This could cause issues with Playground range highlighting and autofix (pa-2206)
- CLI: Progress bar for Semgrep Pro Engine interfile scans now reflects actual progress more faithfully (pa-2313)
- Pro: We now check the downloaded binary before installing it, this should prevent
installation of corrupted binaries due to errors during the download. (pa-2492)
- Fix the location associated with metavariables bound inside of
`metavariable-pattern` clauses, which could lead to matches being incorrectly
displayed. (extracted-metavar-loc)
- CLI: Fixed bug with `semgrep --validate` for metavariables like $1, $2.
Previously, it blocked rules that it shouldn't. (validate-regex-mvar)

[1.10.0](https://github.com/returntocorp/semgrep/releases/tag/v1.10.0) - 2023-02-08

Added

- Experimental support for XML (gh-5939)
- Rust: Beta support for Rust. (gh-6545)
- Rule syntax: Metavariable bindings bound within `metavariable-pattern` now persist to outside of the `metavariable-pattern` (pa-2490)

**Source data:**
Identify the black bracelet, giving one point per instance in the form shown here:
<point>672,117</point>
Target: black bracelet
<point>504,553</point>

**List of tasks:**
**A.** Copy the portion of the Semgrep changelog between "This could cause" and "like $1, $2.", inclusive.
**B.** Which language gets beta support in release 1.10.0, according to the Semgrep changelog?

**Answers:**
**A.**
This could cause issues with Playground range highlighting and autofix (pa-2206)
- CLI: Progress bar for Semgrep Pro Engine interfile scans now reflects actual progress more faithfully (pa-2313)
- Pro: We now check the downloaded binary before installing it, this should prevent
installation of corrupted binaries due to errors during the download. (pa-2492)
- Fix the location associated with metavariables bound inside of
`metavariable-pattern` clauses, which could lead to matches being incorrectly
displayed. (extracted-metavar-loc)
- CLI: Fixed bug with `semgrep --validate` for metavariables like $1, $2.

**B.** Rust